▶ [Task statement]: The records below need to be printed in full. Keep each one exact.

(Stored items from a collection)
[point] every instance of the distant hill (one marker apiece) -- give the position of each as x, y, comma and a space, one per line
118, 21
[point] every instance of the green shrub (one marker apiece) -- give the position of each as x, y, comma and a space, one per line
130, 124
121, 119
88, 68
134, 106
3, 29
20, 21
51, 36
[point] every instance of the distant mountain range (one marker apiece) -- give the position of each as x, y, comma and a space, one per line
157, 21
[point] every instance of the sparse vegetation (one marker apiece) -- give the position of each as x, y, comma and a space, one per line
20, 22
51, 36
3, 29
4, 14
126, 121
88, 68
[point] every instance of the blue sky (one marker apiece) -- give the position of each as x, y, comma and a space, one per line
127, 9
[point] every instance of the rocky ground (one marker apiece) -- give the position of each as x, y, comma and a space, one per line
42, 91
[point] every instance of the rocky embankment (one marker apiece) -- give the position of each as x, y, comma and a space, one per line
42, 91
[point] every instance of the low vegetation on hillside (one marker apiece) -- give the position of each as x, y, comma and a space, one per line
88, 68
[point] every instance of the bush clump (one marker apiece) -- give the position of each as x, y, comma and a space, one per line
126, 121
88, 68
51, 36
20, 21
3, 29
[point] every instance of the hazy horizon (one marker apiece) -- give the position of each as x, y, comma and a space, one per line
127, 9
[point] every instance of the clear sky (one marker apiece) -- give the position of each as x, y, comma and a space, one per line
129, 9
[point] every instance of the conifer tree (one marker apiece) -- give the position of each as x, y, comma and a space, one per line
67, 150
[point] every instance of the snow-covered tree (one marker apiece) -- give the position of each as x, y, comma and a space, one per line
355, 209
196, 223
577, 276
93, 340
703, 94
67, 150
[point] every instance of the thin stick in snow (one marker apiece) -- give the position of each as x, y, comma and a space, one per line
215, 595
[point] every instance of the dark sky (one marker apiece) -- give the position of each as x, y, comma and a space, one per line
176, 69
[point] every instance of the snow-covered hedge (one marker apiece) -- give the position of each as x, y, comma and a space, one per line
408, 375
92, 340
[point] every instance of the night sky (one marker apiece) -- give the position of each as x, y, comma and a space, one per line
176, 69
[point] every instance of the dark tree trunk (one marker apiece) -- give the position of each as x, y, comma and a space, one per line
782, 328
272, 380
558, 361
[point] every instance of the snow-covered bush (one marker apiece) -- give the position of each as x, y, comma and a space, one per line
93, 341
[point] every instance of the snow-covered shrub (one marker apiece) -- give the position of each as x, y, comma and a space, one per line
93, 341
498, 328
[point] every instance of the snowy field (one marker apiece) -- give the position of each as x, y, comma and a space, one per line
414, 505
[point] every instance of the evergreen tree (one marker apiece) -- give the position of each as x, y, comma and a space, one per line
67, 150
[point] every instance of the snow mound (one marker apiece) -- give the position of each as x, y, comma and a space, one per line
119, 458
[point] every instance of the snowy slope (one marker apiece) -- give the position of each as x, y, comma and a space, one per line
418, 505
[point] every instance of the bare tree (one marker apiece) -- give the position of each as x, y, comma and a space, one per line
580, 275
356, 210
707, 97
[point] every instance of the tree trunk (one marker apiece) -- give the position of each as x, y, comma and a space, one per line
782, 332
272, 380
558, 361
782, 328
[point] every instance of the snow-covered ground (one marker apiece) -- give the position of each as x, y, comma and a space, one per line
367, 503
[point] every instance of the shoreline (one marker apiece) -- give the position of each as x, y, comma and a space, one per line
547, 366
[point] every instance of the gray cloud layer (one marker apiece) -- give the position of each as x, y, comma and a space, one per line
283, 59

▶ [Response box]:
[point] every instance of the distant hill (one marker apiece) -- give the position of each as x, y, comma and a space, one per line
118, 21
[point] every instance of the green shrub (one marker apiece) -- give the position of each as x, y, comma and a space, one per line
130, 124
121, 119
88, 68
134, 106
3, 29
20, 21
51, 36
[point] every instance of the distant mountain range (one marker apiece) -- give the position of each as x, y, comma and a space, one per line
157, 21
[point] every instance of the sparse vegetation (one marker apiece) -- give the position of each as x, y, comma and a space, one per line
20, 22
51, 36
3, 29
4, 14
126, 121
88, 68
[point] every instance of the blue sky (one marker apiece) -- give the position of each as x, y, comma and a space, one per line
127, 9
[point] every instance of the rocky ground (one marker apiece) -- give the position of each as x, y, comma and a space, one per line
42, 91
[point] every instance of the rocky embankment (one marker apiece) -- give the position of each as x, y, comma and a space, one per line
42, 91
[point] every instance of the low vegetation on hillside (one marker apiece) -- give the position of each as x, y, comma and a space, one per line
88, 68
[point] every instance of the bush clump (one marker apiece) -- give the position of each as x, y, comma and a space, one per line
126, 121
88, 68
51, 36
20, 21
3, 29
[point] every instance of the hazy horizon (one marker apiece) -- give the position of each as x, y, comma and a space, one per line
127, 9
[point] every instance of the clear sky (one marker apiece) -- give the position of each as x, y, comma and a space, one per line
129, 9
[point] every instance of the conifer tree (one marker apiece) -- give the position of each as x, y, comma and a space, one per line
67, 150
[point] every instance of the snow-covered tree (one marker apiece) -- give the position of each as x, y, comma and a space, one per line
355, 209
196, 223
577, 276
93, 340
703, 94
67, 150
[point] every instance of the thin stick in snow (one marker apiece) -- give the position of each as x, y, comma and a space, one per line
215, 595
[point] every instance of the dark sky (one marker apiece) -- give the position of each as x, y, comma and a space, one per line
176, 69
[point] every instance of the snow-covered hedge (one marker apiece) -- give the position of each as x, y, comma and a space, one per line
408, 375
92, 340
[point] every instance of the night sky (one marker apiece) -- give the position of each as x, y, comma and a space, one per line
176, 69
[point] every instance of the dark tree trunk (one marker apiece) -- give the position of each as x, y, comma and a space, one per line
782, 328
272, 380
558, 361
[point] every instance of the snow-covered bush (one marker apiece) -- give the position of each as x, y, comma and a space, one per line
93, 341
[point] every instance of the snow-covered shrub (one marker apiece) -- give the position of each as x, y, comma and a space, one per line
93, 341
498, 328
[point] every instance of the snowy field (one marker apiece) -- give the position of each as x, y, comma and a space, one per line
414, 505
[point] every instance of the evergreen tree (one marker apiece) -- give the position of each as x, y, comma and a space, one per line
67, 150
[point] every instance of the snow mound (one marker apiece) -- give the position of each as x, y, comma and a space, one per line
119, 458
[point] every instance of the snowy slope (one marker apiece) -- give the position of each as x, y, comma and a space, one per line
418, 505
[point] every instance of the bare tree (one marker apiece) -- give the position of each as x, y, comma and a space, one per line
580, 275
356, 210
707, 97
[point] every instance of the tree trunk (one marker apiece) -- give the position of each as x, y, comma and a space, one per line
782, 332
272, 380
558, 361
782, 328
[point] every instance of the snow-covered ground (one marker apiece) -- give the position of each as x, y, comma and a space, one per line
367, 503
[point] every instance of the shoreline (one marker apiece) -- give the position of each as x, y, comma and a space, one per line
547, 366
[point] every instance of the gray cloud layer (one marker apiece) -- give the position of each as x, y, comma and a space, one per line
283, 59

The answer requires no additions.